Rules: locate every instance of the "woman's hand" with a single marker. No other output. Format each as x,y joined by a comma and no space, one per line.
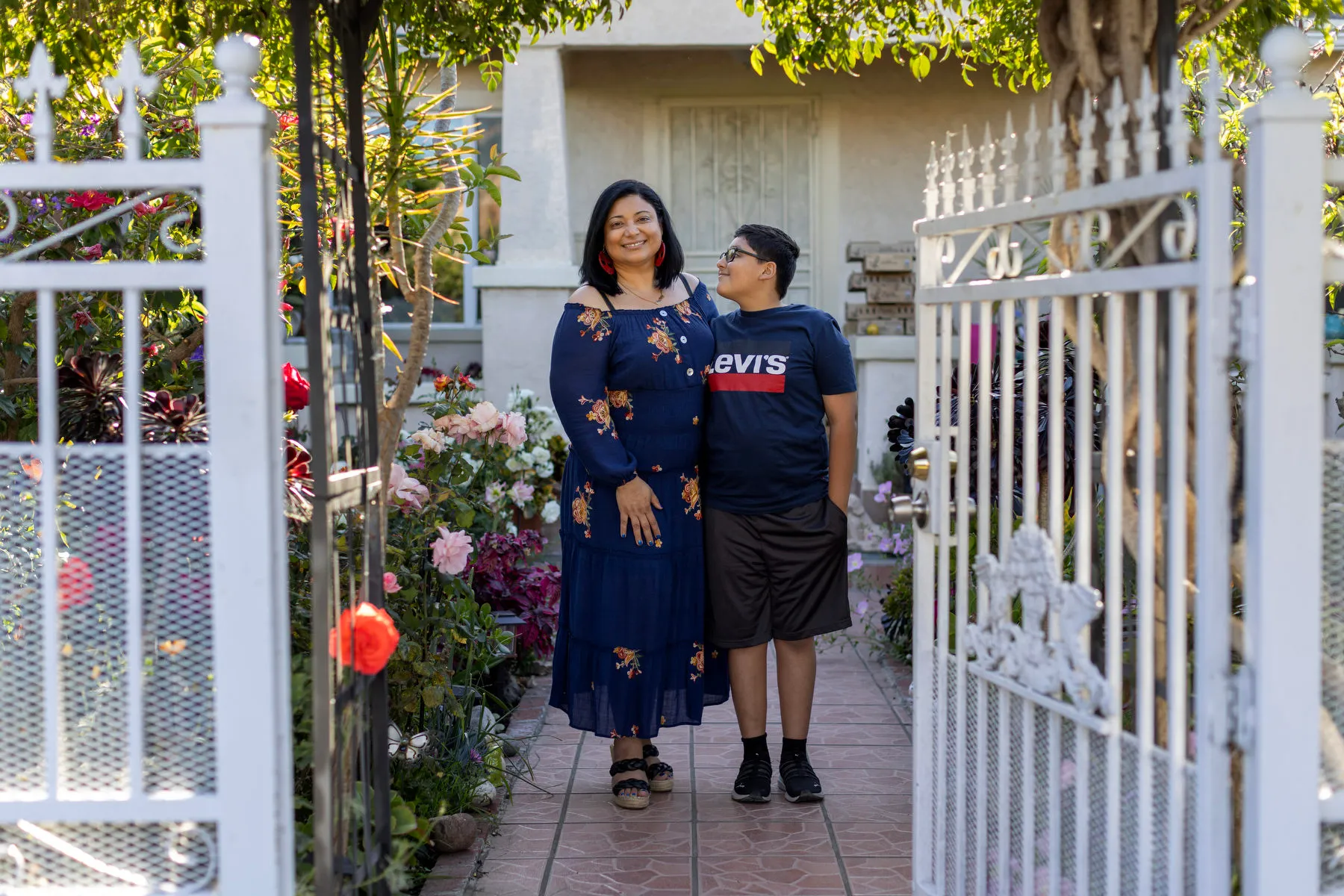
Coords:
638,501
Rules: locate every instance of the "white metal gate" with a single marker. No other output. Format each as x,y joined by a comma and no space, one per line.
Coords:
1068,741
164,766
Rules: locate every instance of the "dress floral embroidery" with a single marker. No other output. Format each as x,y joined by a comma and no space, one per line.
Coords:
582,494
685,312
628,660
596,324
600,414
663,341
691,494
620,399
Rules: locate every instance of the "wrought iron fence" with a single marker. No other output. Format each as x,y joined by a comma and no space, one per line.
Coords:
349,783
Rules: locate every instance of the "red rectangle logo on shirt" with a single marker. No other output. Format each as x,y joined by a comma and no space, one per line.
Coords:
746,382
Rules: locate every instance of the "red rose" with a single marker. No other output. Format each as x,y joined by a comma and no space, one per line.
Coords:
74,583
90,199
296,388
373,644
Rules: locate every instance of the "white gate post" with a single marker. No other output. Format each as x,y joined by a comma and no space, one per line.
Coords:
1281,833
248,528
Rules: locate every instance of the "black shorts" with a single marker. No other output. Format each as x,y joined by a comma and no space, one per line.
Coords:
776,575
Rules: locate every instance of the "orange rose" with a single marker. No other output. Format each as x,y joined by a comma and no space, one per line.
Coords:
374,642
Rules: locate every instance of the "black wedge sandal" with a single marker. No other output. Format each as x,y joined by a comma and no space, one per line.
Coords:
660,773
640,800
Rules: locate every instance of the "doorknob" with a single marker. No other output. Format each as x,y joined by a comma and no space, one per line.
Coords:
910,509
920,465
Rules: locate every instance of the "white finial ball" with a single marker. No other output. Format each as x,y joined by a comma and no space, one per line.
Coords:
237,57
1285,50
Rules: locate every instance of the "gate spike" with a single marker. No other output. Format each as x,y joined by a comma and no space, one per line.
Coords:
1033,167
1177,132
949,184
1086,153
1149,139
1117,148
43,85
131,84
1058,164
987,169
1009,146
968,179
932,181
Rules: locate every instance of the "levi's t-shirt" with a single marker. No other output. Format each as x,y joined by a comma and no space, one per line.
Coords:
765,440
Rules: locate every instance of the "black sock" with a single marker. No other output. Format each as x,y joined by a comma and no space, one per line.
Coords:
756,748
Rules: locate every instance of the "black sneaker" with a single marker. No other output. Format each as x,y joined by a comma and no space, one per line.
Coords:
797,781
753,783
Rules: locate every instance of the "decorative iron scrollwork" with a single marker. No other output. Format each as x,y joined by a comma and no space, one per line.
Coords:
1046,659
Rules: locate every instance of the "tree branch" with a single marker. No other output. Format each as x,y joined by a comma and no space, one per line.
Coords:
1194,30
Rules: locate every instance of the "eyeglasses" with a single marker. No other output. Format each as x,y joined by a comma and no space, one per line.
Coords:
732,253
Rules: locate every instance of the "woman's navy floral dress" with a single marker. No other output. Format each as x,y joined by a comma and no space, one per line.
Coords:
629,388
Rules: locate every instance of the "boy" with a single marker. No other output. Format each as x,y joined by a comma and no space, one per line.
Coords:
774,496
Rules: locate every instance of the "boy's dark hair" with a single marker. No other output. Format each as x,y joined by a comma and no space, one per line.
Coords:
773,245
591,273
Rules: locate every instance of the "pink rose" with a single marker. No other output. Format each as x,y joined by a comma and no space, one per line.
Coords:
484,417
522,494
450,551
406,488
456,428
512,429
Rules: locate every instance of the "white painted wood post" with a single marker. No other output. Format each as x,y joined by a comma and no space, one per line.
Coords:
1281,832
248,527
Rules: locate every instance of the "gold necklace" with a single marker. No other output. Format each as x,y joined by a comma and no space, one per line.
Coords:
631,289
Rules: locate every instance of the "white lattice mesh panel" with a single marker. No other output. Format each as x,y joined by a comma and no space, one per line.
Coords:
972,794
178,635
134,859
22,759
92,626
1332,655
994,729
949,780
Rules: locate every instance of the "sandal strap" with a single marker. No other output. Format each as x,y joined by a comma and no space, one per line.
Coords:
626,765
631,783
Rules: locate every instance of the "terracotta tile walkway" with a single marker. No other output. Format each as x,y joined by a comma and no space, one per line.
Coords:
697,840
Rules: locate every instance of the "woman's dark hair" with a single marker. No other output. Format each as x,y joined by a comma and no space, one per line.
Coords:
773,245
591,273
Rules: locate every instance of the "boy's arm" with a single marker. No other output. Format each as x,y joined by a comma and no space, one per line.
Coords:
843,421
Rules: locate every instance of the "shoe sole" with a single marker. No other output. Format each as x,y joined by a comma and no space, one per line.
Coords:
750,798
801,798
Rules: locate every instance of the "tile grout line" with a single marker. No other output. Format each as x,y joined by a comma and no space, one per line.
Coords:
835,849
559,824
695,821
887,700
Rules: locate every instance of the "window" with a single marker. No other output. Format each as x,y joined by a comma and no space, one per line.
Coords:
735,164
453,280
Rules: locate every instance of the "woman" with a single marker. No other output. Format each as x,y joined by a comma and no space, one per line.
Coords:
628,368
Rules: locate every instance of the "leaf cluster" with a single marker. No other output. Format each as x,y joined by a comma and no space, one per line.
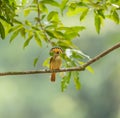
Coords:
42,23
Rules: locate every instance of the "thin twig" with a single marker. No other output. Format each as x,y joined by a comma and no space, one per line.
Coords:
81,68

● ● ●

## WHAT YOU HAVE TO DO
What is needed is every line from the data above that includes the string "gate", copied out.

## TASK OUTPUT
Rules: locate every instance of the "white metal gate" with a single marker. No other output. Format each as x,y joined by a comma and no space, one per line.
Rules: locate every instance of the "white gate post" with a single marker. No other output. Format each as x,y joined by a comma and no space, one per line.
Rules: locate every instance of the "gate spike" with a single marker. No other output. Format each as x,y joined by a comma and no space, one per line.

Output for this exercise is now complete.